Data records
-- -- --
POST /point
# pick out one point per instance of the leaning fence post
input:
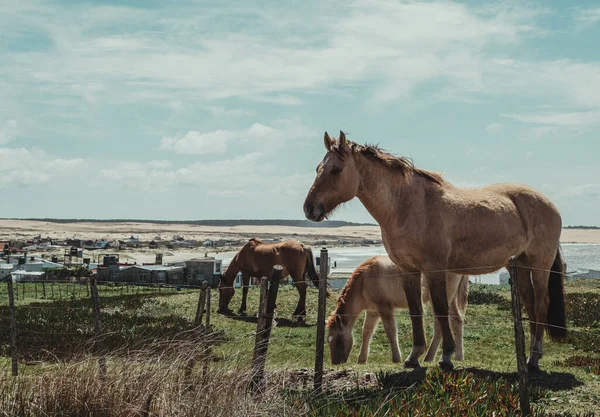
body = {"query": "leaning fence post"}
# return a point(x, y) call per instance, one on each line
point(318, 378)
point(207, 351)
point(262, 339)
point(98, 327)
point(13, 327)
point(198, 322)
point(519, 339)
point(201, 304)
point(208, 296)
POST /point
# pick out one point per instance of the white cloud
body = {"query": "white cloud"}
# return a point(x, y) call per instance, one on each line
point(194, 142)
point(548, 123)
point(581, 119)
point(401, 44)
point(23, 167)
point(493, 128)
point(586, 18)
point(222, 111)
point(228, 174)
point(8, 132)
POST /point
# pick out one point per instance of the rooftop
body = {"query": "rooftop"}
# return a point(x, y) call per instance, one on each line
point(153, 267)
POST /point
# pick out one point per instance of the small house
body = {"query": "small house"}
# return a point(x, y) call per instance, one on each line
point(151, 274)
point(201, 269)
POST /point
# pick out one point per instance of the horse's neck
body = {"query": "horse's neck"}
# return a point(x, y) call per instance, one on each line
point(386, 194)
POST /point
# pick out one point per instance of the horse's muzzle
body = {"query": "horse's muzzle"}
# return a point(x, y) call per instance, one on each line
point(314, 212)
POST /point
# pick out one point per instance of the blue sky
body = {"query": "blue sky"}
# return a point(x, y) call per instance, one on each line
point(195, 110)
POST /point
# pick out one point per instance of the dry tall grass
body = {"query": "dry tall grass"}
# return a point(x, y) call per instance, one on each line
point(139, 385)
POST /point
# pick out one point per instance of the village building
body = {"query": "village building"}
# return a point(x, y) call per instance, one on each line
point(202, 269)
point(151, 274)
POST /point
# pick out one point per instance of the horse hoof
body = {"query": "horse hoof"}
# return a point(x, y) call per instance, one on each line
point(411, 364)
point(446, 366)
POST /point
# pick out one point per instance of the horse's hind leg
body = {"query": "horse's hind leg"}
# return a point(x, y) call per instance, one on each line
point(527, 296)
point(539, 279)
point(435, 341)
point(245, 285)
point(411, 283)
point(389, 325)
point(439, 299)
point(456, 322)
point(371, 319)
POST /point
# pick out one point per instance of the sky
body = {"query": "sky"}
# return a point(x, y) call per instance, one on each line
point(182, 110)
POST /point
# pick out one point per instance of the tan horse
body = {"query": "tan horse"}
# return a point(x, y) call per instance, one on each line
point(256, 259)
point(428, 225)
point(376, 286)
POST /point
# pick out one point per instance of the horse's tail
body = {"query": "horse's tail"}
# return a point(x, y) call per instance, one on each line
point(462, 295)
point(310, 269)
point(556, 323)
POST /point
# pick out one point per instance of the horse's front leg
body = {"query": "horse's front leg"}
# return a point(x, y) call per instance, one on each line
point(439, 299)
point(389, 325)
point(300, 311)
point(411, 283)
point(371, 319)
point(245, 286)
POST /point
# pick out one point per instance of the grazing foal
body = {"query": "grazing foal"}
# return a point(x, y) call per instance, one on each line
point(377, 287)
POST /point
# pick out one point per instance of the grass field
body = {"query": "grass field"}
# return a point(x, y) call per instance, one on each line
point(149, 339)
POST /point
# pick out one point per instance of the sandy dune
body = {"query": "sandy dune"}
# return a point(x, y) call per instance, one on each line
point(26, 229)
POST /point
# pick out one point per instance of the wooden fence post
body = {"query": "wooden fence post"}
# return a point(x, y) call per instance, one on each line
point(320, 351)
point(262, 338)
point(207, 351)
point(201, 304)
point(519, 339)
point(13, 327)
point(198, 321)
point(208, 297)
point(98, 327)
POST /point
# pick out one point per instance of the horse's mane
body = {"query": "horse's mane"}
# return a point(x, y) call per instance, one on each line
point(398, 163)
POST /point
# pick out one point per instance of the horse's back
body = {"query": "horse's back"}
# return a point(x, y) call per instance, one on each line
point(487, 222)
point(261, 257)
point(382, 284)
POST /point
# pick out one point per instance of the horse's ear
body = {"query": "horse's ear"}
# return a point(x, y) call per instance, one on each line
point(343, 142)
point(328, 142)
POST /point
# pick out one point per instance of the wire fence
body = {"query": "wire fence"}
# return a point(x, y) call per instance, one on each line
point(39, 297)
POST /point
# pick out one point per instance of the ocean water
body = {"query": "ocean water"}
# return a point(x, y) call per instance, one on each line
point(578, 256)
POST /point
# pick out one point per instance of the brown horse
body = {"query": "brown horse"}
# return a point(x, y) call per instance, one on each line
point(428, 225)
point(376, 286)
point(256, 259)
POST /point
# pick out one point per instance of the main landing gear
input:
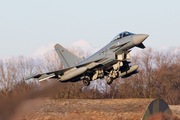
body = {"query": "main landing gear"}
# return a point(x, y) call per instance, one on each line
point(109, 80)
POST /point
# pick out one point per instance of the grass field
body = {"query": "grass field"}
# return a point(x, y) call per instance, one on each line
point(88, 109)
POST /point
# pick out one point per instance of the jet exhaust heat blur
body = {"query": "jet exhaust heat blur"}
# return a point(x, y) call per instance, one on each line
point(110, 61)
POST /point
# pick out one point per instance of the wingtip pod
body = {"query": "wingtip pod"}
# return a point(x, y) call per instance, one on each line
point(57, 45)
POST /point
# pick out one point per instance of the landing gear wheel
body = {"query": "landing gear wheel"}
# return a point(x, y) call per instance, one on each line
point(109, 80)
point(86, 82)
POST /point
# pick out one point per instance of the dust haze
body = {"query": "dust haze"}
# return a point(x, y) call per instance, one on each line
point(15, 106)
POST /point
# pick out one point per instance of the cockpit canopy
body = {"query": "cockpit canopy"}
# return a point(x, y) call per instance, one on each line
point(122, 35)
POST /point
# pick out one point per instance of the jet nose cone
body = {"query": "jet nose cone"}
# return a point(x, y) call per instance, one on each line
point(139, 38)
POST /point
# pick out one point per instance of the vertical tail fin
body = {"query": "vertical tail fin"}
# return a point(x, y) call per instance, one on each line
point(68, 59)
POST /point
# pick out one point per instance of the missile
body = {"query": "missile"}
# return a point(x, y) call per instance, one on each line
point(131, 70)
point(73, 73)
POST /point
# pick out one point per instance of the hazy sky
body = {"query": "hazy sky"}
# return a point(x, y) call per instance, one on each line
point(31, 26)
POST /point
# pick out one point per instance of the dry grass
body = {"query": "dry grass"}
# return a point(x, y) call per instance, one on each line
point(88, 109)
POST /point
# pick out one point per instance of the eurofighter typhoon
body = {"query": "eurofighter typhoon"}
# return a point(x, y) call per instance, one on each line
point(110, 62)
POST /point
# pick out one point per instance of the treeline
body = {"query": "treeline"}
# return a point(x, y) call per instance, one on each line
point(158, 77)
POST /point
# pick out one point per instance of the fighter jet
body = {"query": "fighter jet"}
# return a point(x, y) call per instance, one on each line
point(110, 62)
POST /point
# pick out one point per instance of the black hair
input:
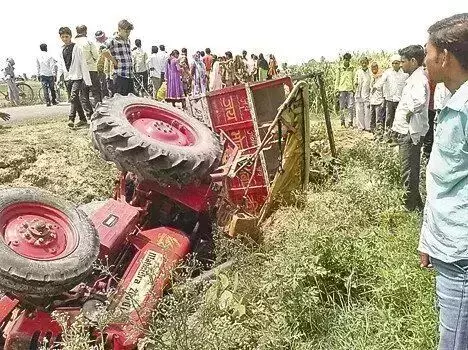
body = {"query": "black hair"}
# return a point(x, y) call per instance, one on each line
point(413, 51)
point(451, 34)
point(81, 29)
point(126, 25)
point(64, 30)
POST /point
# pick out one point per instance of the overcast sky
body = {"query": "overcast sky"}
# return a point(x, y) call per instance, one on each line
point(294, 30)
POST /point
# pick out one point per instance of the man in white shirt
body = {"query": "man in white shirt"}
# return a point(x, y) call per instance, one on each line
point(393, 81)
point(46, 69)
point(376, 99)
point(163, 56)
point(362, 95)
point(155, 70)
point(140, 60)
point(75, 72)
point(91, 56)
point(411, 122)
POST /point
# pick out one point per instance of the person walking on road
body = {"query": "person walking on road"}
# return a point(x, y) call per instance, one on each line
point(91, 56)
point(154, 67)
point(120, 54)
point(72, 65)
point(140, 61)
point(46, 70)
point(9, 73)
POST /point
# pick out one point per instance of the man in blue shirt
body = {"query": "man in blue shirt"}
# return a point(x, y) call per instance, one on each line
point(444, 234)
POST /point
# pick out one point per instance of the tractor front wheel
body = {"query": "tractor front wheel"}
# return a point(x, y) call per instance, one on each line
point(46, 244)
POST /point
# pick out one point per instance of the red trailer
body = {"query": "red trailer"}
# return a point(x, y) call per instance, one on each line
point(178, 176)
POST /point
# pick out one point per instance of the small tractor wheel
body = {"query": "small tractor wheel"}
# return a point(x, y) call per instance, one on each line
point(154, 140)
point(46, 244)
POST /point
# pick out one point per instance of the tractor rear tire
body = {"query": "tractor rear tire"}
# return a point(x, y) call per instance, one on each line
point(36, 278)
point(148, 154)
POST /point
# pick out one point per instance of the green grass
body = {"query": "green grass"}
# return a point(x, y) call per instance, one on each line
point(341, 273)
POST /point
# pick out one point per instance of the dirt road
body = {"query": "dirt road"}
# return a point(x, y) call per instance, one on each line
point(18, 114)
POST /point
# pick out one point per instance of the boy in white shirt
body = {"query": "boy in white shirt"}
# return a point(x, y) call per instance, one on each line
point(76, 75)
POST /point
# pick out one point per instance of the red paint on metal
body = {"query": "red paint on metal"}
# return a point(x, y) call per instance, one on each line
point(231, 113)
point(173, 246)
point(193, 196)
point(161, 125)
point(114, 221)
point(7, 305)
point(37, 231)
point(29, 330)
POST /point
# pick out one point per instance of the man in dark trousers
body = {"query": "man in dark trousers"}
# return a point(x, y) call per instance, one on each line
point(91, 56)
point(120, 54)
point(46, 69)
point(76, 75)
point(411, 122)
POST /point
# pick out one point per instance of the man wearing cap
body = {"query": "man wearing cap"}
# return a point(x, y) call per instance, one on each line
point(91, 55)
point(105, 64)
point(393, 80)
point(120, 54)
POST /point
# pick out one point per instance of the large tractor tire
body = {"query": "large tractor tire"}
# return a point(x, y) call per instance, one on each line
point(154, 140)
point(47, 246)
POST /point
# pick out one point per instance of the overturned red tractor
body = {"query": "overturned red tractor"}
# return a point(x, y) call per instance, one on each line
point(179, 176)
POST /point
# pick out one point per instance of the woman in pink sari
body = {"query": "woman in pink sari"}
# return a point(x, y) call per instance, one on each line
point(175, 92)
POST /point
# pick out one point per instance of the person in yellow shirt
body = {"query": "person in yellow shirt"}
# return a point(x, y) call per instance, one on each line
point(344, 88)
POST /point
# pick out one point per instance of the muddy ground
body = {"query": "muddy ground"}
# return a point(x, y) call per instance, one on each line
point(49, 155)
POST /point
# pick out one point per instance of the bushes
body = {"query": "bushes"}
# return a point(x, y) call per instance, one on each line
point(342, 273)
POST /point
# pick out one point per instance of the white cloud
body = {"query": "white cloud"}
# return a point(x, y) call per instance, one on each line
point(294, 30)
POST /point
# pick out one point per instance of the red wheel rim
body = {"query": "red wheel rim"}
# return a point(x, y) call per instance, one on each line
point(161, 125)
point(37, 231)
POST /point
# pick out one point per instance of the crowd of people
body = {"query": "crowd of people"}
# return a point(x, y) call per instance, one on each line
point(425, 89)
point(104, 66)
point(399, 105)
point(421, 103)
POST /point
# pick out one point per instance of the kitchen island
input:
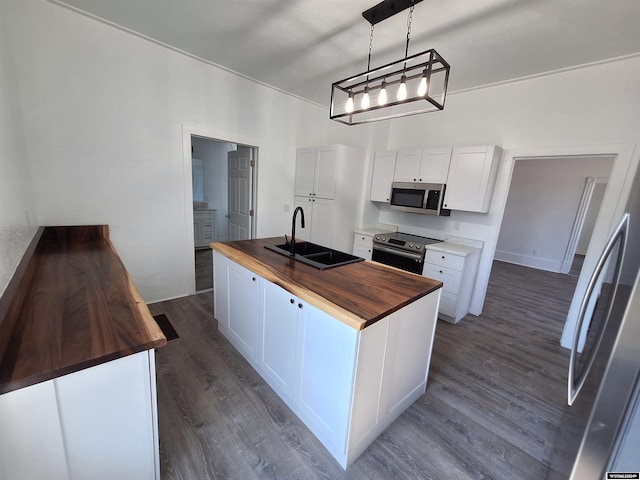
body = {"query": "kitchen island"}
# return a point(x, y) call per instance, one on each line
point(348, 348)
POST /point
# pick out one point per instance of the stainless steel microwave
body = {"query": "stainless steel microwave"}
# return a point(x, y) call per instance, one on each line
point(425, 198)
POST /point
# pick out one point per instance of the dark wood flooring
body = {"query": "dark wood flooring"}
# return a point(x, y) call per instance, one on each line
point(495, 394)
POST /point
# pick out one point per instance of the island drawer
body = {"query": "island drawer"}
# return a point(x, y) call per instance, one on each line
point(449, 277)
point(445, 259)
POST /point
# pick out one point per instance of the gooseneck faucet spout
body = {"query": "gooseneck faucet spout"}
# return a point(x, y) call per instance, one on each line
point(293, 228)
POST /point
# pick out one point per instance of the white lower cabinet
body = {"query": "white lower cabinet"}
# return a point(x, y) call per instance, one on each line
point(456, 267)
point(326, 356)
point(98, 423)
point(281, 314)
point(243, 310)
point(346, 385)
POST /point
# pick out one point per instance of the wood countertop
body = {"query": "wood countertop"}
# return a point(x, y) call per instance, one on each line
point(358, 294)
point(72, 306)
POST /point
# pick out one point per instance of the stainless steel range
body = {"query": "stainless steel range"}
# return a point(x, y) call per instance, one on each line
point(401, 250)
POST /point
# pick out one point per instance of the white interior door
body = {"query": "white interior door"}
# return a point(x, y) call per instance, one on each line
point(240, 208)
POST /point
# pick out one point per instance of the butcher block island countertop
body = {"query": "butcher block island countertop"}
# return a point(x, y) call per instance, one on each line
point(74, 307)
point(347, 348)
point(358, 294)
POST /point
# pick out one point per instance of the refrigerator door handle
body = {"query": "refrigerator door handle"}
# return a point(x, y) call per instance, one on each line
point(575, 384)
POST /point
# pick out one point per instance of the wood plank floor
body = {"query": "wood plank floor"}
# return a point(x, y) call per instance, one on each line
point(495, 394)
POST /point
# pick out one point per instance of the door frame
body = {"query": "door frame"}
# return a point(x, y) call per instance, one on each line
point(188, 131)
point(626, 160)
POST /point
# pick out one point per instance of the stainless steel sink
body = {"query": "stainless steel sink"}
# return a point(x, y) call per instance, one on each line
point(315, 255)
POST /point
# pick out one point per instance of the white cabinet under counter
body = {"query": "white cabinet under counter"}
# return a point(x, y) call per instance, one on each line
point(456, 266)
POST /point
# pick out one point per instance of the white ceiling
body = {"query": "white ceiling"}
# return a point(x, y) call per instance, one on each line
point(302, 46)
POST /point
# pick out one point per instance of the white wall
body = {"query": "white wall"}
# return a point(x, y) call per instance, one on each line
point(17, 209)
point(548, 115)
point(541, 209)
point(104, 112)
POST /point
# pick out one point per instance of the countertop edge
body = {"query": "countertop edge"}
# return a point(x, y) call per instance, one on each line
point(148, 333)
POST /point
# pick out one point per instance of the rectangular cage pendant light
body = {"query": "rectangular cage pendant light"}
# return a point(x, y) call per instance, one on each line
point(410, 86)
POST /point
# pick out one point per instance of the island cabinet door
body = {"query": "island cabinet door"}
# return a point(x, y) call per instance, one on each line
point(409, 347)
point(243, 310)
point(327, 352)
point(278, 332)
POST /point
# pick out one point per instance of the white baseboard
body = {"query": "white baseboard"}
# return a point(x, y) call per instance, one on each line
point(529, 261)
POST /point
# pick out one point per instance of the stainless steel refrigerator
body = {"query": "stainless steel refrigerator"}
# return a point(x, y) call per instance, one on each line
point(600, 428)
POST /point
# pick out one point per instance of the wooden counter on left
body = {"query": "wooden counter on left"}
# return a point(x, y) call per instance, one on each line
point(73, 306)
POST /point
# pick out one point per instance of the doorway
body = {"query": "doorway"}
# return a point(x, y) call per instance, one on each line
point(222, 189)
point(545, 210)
-- -- --
Each line above with the string "cabinet" should be reported in full.

▶ _ANSWER TO THE PROBLEM_:
# pick out one point per instance of the white lower cabinet
body = {"query": "white lower cabinet"}
# pick out one point per instance of the white cabinet under counter
body = {"query": "white cabinet under counter"}
# pick out one point per instance of the island cabinet door
body = {"query": "island cabinet door"}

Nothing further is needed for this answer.